● **TASKS TO PERFORM**
• 1. From the passage on retail sales and the UK economy, extract the stretch from "That there is" through "buy more stuff.".
• 2. List every figure written in numerals in the passage on retail sales and the UK economy.
• 3. Proceed with the passage on retail sales and the UK economy, continuing it from its final sentence.

● **TEXT FOR ANALYSIS**
● ● ● ● ● ● ●
That there is no good news around in retail was confirmed by Sir Stuart Rose of Marks & Spencer on Wednesday: there, in the 13 weeks to the end of December, sales fell 2.2% and that's despite the fact they were selling something irresistible (machine washable cashmere) at a discounted price (£49.50). This is a big deal. Why? Because it's clear and final proof that the UK economy is going the same way as the US economy: as Rose puts it: "We are the bellwether. We sell 10% of all clothing in the UK. Take it from us, the economy is slowing down."
It would be nice to think that Britain's decade-long shopathon is finally coming to an end for the simple reason that people have finally noticed that they have all they could possibly need and so there is no point in borrowing money to buy more stuff.
But of course, it is nothing to do with that. Instead, it is all about the credit crunch, which has indisputably now done the thing that everyone said it never would when it kicked off in the summer: it has infected the real economy and made it impossible for people to keep spending.
● ● ● ● ● ● ●
● **INFORMATION PROVIDED**
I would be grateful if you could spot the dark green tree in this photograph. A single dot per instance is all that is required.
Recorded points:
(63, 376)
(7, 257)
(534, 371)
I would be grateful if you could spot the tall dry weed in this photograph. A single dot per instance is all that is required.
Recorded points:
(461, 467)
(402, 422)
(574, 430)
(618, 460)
● ● ● ● ● ● ●
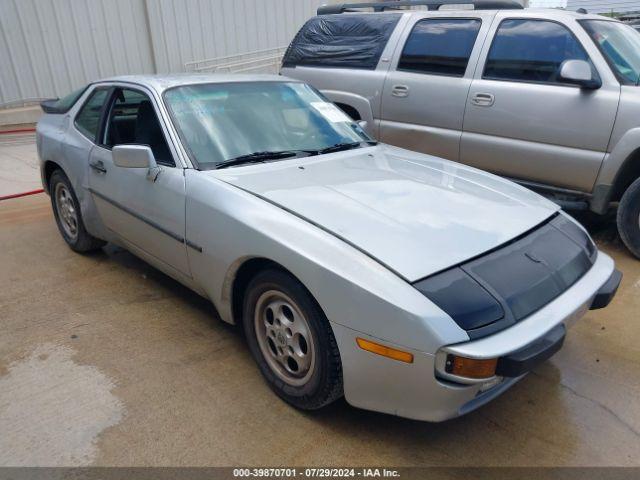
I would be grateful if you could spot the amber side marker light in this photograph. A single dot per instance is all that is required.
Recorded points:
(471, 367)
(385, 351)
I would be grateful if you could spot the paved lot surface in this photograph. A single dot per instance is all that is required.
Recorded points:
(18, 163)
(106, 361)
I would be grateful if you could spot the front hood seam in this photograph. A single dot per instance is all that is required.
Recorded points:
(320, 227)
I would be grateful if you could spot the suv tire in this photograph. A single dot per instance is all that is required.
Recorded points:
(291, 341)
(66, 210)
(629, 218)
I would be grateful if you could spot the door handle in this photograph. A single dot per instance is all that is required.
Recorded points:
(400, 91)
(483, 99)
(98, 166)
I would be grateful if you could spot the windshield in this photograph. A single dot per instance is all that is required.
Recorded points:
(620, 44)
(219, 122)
● ● ● ● ● ● ●
● **ANSWERS IN ORDER**
• 1.
That there is no good news around in retail was confirmed by Sir Stuart Rose of Marks & Spencer on Wednesday: there, in the 13 weeks to the end of December, sales fell 2.2% and that's despite the fact they were selling something irresistible (machine washable cashmere) at a discounted price (£49.50). This is a big deal. Why? Because it's clear and final proof that the UK economy is going the same way as the US economy: as Rose puts it: "We are the bellwether. We sell 10% of all clothing in the UK. Take it from us, the economy is slowing down."
It would be nice to think that Britain's decade-long shopathon is finally coming to an end for the simple reason that people have finally noticed that they have all they could possibly need and so there is no point in borrowing money to buy more stuff.

• 2. 13 weeks, 2.2%, £49.50, 10%

• 3.
Tighter lending has kicked off house-price falls across the country and slammed confidence (which has meant transaction levels have collapsed), while banks desperate to protect capital have pushed up the costs of their mortgages, cut the rates they offer to savers and pulled out of the subprime lending markets (both in terms of mortgages and personal loans) in droves.
Worse, the stockmarket has finally noticed the bad news: the FTSE 250 is down 6% so far this year. The success of our economy has been based on three things for the last ten years: people shopping a lot, house prices rising and the City doing really well. Oh dear.